# Work request
Please restate, exactly as written, the lines running from the beginning of the material through the line that has "10L2 0L0 258L162" in it.

↓

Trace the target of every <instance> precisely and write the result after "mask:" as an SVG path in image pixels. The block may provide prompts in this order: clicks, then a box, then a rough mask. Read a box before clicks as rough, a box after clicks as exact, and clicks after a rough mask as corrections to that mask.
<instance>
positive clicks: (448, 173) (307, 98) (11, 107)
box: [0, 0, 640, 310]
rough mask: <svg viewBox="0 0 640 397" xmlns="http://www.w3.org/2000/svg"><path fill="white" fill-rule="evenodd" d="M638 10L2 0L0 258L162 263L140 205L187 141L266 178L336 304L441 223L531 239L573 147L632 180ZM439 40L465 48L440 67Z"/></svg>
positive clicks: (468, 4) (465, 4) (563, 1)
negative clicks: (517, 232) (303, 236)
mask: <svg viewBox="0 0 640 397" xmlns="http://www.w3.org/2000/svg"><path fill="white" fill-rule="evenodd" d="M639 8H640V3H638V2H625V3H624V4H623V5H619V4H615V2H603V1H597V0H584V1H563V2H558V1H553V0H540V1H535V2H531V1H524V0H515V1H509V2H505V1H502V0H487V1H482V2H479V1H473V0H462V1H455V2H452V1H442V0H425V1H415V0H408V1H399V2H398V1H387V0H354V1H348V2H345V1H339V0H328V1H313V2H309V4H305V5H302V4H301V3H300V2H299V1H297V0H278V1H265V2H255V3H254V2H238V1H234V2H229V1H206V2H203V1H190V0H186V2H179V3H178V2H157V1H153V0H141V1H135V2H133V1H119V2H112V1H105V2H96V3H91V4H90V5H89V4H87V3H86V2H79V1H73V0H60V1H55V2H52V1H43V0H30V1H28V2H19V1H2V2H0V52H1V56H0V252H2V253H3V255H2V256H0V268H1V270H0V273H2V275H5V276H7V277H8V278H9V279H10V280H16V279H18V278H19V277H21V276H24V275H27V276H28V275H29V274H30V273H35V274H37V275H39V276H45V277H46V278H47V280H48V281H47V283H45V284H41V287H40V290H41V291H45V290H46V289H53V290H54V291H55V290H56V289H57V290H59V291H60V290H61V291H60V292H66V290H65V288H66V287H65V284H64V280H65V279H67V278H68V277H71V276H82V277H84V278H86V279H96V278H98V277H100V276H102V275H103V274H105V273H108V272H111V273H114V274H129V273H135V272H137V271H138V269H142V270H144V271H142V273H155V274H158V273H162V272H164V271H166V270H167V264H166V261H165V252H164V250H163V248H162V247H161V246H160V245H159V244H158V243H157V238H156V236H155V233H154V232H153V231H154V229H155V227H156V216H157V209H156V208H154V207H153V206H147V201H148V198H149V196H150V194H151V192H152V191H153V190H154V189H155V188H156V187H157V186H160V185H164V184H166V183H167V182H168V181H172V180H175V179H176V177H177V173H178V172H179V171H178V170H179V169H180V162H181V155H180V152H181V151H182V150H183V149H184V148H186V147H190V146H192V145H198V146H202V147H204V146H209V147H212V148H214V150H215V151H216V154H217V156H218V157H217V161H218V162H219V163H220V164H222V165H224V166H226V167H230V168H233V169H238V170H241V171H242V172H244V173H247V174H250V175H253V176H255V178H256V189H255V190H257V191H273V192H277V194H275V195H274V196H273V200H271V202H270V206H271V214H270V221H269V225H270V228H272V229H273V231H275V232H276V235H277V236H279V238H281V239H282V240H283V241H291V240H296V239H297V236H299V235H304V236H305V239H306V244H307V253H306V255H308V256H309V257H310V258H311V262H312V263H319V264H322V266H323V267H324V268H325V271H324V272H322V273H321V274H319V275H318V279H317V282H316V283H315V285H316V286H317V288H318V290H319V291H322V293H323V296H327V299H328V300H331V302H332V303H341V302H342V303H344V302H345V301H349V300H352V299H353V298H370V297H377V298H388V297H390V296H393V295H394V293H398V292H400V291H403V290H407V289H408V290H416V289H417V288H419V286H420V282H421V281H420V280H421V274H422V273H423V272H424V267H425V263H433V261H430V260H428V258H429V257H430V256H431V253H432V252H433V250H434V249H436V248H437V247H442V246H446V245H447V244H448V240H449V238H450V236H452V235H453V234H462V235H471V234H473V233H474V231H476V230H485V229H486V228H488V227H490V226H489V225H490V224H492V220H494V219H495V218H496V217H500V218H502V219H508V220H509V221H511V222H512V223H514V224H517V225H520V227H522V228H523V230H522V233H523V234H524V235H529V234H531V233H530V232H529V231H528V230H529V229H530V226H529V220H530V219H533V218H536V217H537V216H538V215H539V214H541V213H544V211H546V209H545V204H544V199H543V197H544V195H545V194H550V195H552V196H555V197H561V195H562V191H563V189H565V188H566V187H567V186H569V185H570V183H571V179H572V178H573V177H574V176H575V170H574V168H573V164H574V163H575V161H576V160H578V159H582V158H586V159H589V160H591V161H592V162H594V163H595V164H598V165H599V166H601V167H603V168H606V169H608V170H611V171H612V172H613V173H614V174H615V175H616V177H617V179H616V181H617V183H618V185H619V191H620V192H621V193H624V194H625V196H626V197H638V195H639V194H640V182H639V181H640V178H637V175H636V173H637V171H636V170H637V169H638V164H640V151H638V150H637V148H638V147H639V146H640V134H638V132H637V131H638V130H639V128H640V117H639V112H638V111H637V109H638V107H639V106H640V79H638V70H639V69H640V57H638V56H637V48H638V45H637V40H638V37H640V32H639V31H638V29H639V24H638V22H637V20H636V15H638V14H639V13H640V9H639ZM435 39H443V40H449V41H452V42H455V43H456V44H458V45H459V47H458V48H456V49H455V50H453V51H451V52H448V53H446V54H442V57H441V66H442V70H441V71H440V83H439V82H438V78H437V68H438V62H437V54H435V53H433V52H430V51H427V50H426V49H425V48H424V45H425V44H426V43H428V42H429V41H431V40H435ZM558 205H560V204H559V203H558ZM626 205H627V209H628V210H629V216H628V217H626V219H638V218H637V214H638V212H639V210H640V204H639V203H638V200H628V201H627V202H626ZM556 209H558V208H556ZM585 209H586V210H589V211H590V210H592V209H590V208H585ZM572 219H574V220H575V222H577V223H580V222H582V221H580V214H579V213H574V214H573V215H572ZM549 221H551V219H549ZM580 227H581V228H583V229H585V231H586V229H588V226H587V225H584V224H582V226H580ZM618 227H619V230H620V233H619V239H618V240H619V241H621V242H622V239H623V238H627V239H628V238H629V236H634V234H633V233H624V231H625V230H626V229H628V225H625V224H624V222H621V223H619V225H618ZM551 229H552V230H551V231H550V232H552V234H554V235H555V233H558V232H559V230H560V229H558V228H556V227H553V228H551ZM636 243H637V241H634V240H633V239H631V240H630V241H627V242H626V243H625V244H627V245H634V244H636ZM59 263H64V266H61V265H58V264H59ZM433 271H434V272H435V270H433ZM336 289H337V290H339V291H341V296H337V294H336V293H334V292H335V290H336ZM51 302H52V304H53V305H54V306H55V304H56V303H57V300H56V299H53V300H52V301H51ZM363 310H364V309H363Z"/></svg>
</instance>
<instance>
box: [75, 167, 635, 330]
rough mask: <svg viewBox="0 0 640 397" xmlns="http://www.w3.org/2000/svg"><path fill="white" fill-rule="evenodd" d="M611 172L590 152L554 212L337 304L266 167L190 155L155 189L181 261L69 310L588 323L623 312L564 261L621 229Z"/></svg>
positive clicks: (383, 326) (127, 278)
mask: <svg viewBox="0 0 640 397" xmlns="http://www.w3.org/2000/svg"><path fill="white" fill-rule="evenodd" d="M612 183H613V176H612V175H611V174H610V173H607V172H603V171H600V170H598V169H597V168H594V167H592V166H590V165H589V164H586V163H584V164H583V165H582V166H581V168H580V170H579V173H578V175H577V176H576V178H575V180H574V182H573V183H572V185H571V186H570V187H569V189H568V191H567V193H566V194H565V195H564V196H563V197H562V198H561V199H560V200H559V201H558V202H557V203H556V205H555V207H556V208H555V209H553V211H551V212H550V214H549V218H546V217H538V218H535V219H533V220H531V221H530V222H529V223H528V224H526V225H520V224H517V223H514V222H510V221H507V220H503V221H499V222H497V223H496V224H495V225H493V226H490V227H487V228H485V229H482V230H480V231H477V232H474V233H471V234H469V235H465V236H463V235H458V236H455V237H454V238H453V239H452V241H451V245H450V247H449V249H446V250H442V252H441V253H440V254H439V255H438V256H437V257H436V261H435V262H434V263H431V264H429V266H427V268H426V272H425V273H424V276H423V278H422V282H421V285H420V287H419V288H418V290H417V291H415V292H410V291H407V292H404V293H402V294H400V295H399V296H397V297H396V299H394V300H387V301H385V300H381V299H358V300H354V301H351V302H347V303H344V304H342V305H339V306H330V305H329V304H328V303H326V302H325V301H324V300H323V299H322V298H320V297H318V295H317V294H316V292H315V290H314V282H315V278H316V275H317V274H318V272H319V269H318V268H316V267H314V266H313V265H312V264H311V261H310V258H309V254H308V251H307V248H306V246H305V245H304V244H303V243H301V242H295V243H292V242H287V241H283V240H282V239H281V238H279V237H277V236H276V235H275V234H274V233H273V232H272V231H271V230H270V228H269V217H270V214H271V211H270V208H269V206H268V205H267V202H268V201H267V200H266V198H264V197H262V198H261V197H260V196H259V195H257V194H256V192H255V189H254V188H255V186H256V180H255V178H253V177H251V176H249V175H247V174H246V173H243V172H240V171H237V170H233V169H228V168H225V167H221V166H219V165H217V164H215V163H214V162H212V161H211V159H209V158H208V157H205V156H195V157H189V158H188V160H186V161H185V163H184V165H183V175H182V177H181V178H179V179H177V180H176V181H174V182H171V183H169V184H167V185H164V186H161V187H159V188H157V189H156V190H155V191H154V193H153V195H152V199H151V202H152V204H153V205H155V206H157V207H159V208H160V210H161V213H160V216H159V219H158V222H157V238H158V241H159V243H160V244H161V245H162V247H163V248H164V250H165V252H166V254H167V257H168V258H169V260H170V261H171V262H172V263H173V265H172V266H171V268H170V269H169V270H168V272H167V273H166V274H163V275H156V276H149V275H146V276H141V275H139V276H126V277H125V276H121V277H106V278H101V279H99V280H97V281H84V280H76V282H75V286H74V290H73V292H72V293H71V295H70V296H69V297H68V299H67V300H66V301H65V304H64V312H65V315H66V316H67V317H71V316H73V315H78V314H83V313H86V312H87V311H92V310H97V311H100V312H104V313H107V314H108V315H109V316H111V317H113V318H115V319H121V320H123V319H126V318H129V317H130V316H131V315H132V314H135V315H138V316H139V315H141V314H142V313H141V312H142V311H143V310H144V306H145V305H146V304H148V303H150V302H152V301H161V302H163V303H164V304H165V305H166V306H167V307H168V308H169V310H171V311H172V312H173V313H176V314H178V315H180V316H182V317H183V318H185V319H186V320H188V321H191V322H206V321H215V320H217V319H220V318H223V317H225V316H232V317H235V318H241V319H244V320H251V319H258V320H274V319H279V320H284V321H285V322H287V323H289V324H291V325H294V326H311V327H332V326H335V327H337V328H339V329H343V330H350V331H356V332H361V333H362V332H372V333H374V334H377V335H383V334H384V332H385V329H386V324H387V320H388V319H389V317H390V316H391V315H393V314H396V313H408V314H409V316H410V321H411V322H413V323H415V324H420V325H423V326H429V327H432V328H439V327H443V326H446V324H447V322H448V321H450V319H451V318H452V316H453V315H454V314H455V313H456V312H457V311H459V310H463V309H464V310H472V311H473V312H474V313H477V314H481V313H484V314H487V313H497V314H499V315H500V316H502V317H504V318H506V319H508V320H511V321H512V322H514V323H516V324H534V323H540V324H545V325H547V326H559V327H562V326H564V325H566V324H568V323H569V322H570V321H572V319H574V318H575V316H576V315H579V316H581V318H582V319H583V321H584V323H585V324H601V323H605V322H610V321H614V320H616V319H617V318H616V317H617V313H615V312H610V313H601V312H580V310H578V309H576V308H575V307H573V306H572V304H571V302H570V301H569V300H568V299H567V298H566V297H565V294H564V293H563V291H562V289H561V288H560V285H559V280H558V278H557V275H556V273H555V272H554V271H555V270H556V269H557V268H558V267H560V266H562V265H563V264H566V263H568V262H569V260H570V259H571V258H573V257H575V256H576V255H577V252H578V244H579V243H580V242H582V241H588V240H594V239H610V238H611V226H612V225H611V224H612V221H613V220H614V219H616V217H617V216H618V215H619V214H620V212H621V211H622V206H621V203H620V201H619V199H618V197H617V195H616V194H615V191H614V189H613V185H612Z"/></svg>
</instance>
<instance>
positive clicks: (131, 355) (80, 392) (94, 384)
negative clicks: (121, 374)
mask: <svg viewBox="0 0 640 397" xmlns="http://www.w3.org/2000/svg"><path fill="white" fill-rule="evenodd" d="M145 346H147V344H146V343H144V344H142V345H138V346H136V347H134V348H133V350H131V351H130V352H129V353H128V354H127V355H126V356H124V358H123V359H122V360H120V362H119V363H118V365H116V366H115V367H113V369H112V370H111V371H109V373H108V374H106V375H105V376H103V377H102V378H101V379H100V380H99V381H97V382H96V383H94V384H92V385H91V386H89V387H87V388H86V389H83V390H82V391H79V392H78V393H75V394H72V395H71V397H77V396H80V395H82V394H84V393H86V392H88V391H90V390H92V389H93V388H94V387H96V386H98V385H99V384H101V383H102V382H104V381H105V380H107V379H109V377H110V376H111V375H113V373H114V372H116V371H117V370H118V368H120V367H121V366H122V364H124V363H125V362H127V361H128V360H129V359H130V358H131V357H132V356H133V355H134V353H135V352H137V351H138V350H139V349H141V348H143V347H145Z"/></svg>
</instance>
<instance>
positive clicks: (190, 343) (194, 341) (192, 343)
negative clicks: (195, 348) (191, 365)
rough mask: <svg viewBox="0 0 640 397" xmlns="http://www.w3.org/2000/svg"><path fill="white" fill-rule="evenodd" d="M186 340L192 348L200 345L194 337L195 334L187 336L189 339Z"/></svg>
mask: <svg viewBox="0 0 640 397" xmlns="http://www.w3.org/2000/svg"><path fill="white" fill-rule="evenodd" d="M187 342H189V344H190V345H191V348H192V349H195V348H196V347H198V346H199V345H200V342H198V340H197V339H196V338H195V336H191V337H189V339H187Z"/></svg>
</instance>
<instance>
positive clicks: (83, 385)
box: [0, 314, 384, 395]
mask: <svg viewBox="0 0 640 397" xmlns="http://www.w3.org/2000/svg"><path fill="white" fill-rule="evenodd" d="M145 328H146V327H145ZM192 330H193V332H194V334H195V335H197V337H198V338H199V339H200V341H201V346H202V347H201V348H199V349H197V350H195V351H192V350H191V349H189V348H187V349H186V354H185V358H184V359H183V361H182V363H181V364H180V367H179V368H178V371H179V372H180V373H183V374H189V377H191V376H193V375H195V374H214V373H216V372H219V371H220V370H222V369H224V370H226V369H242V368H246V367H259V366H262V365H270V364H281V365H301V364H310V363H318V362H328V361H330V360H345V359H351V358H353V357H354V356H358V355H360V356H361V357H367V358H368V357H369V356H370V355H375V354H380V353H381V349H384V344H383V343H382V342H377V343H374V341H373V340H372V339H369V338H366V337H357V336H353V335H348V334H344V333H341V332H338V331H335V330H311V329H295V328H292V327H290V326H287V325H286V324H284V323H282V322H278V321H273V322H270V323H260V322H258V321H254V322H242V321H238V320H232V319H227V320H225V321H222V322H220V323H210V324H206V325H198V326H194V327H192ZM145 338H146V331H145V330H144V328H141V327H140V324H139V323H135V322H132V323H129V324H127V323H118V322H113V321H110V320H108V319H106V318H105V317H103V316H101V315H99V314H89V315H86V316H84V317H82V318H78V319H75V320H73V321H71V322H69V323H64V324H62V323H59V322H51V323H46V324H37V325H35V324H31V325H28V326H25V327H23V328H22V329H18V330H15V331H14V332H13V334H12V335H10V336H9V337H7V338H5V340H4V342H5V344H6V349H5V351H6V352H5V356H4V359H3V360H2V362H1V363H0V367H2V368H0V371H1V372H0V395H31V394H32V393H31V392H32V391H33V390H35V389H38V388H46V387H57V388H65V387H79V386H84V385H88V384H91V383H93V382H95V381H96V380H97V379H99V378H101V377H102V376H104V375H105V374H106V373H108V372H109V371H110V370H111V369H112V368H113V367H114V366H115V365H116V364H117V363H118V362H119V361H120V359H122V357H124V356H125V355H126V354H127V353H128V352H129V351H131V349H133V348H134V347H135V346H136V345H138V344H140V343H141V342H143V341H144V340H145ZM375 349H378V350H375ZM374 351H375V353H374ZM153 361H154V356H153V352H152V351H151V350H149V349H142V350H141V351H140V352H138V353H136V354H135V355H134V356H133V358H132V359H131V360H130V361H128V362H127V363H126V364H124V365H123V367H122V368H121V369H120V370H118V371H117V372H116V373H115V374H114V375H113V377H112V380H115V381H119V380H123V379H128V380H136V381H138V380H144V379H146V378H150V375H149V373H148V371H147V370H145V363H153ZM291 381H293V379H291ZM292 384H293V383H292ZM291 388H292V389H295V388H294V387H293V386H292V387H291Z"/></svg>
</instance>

↑

# Task answer
Trace the target of every <instance> precisely and write the result after "mask:" as an SVG path in image pixels. The block may provide prompts in this order: clicks, then a box, then a rough mask. Read a box before clicks as rough, a box after clicks as exact, and clicks after a rough mask as corrections to that mask.
<instance>
positive clicks: (448, 173) (307, 98) (11, 107)
box: [0, 0, 640, 310]
rough mask: <svg viewBox="0 0 640 397" xmlns="http://www.w3.org/2000/svg"><path fill="white" fill-rule="evenodd" d="M638 10L2 0L0 258L162 263L140 205L187 141L266 178L336 304L441 223L531 239L573 147L632 180ZM439 40L465 48L440 67Z"/></svg>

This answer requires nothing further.